Goal of the exercise | Every line of the material is to be set down exactly as written.

Exercise input |
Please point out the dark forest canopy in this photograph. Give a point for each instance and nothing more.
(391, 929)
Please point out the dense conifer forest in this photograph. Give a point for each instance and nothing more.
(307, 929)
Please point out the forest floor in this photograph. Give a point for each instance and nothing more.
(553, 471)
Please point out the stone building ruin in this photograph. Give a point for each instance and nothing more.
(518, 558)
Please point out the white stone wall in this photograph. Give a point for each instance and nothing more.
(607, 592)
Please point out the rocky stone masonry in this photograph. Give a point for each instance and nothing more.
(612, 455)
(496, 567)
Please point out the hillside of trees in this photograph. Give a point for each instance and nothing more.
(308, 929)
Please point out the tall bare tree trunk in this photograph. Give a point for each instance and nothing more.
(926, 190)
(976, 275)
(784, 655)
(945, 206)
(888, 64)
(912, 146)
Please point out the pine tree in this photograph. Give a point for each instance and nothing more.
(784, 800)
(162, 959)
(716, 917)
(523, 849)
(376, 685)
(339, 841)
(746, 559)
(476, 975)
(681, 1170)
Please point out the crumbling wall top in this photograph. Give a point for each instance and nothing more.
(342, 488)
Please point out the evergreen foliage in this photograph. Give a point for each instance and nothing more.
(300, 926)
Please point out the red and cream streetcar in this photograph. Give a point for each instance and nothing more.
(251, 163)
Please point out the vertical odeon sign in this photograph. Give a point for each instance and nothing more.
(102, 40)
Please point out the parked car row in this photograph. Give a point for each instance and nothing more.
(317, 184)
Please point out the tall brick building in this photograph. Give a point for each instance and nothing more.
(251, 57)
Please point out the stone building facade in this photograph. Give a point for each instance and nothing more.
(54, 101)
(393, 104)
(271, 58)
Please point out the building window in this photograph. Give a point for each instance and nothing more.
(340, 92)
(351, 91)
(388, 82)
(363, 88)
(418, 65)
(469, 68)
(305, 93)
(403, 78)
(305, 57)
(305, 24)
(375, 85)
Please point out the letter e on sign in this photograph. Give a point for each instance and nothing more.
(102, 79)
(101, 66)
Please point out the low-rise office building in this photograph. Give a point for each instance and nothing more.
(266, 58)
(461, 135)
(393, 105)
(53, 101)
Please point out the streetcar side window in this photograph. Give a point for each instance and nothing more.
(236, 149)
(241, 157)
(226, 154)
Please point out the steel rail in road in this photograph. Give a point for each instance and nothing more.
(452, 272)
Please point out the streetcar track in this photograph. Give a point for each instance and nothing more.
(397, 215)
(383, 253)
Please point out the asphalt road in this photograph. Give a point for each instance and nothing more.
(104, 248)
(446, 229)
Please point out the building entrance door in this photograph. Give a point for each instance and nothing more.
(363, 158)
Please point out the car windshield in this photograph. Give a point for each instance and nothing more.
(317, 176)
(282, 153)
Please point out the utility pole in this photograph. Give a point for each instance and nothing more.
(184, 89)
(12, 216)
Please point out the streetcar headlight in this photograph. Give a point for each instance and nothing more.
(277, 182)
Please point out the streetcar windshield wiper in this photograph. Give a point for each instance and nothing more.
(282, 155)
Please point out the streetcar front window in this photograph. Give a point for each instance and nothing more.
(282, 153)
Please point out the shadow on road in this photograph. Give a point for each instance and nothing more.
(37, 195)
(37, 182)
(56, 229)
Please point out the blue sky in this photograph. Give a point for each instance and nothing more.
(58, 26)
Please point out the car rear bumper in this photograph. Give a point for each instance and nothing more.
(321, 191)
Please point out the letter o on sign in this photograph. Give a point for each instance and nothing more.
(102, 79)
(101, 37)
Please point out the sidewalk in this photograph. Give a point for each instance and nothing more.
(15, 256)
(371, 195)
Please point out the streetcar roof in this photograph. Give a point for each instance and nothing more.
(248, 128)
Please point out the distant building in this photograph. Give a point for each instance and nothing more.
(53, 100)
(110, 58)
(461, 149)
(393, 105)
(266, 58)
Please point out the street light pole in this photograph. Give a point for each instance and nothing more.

Task response |
Please point out the dark forest canopy in this photograph. Give a point for each instance and nothing more.
(391, 929)
Please point out the dense conifer forest in this photograph. Give a point for each instance and nothing more.
(307, 929)
Please point out the forest floor in this photograph. Give a point for each instance and nothing more.
(553, 471)
Please point out the stone building ruin in this photograph. Give a point for each instance and nothing more.
(518, 558)
Please point out the white stone wall in this photograph. Give a point for each instance and nothing more.
(607, 592)
Please point out the rocky stone masonry in this photograph. Give a point for each instance and nothing more.
(612, 455)
(496, 567)
Please point out the hillside of trees in this photograph. Give a point for each instance and nothing more.
(308, 929)
Please point out the tall bare tree trunk in this photograph. Give a point for each instance and nothing more.
(926, 190)
(976, 275)
(784, 655)
(945, 206)
(888, 64)
(912, 146)
Please point out the pine tree in this photograph. Give a point for each instance and nothing more.
(784, 800)
(162, 959)
(716, 917)
(523, 849)
(376, 685)
(339, 841)
(746, 559)
(476, 975)
(681, 1170)
Please point out the crumbling wall top in this photograph. Give a point for each instance and nothing more.
(342, 488)
Please point out the evergreen foliage in this photograph. Give a point for each instance and nothing more.
(300, 926)
Please point out the red and cream streetcar in this photograph. Give a point for each instance and nothing more.
(251, 163)
Please point out the vertical odeon sign in this photograph. Give a point for each instance and nothing more.
(102, 40)
Please point out the parked car row in this photograph. Give a point for each instance and nothing more.
(317, 184)
Please point out the tall brick building in this photograph. Give a point for each instance and nothing more.
(251, 57)
Please point out the stone building facade in this photograph. Give a point for each instance and nothing more.
(54, 101)
(393, 104)
(271, 58)
Please point out the building window in this photograph. Give a point for each instance and nothing more.
(340, 92)
(351, 91)
(388, 82)
(363, 88)
(418, 65)
(469, 68)
(305, 93)
(403, 78)
(305, 57)
(305, 24)
(375, 85)
Please point out the letter e on sign in this photograph. Give a point for each instance and nothing more.
(102, 79)
(101, 66)
Please point out the low-rise office building in this photograph. Give a point for each instance and nothing more.
(266, 58)
(461, 135)
(393, 105)
(53, 101)
Please point out the streetcar side window in this photograph. Give a point for each instance and nothing more.
(236, 149)
(241, 157)
(226, 154)
Please point out the steel rail in road in this photograph. Give a point for each instance and nothing more.
(452, 272)
Please point out the streetcar track in this photograph. Give a point for each instance and nothing more.
(397, 215)
(383, 253)
Please point out the asphalt road in this photograph. Give a point for each instance and nothing more.
(104, 248)
(446, 229)
Please point out the building entrance door in this photograph. Give a point for each instance and nothing more.
(363, 158)
Please point out the car windshield in this photograph. Give a point for each instance and nothing more.
(317, 176)
(282, 153)
Please point out the utility pole in this photograph. Give a point for each instance and nothing more.
(184, 89)
(12, 216)
Please point out the streetcar headlight in this photograph. Give a point for each instance and nothing more.
(277, 182)
Please point out the streetcar windshield wiper in this photograph. Give a point for each instance and nothing more.
(282, 155)
Please point out the streetcar front window in this photograph. Give a point for each instance and nothing more.
(282, 153)
Please point out the shadow on road in this photograph. Give a point for each instance and nothing more.
(37, 195)
(37, 182)
(56, 229)
Please point out the blue sky in this photograph. Give a point for each instance and nothing more.
(58, 26)
Please point out the car rear bumper in this photograph. Give a point for each instance and nothing more.
(321, 191)
Please point out the letter o on sign in this photograph. Give a point for each instance and nothing more.
(102, 79)
(101, 37)
Please point out the sidewalk in this photograph. Give a point for each instance and nothing more.
(15, 256)
(371, 195)
Please point out the streetcar roof in this photograph. Give a point for each instance and nothing more.
(248, 128)
Please point out the distant building in this photograph. Give a point for each instance and nothing more.
(53, 100)
(110, 58)
(461, 149)
(393, 105)
(266, 58)
Please point out the street light pole in this photograph. Give a point for each instance and nothing more.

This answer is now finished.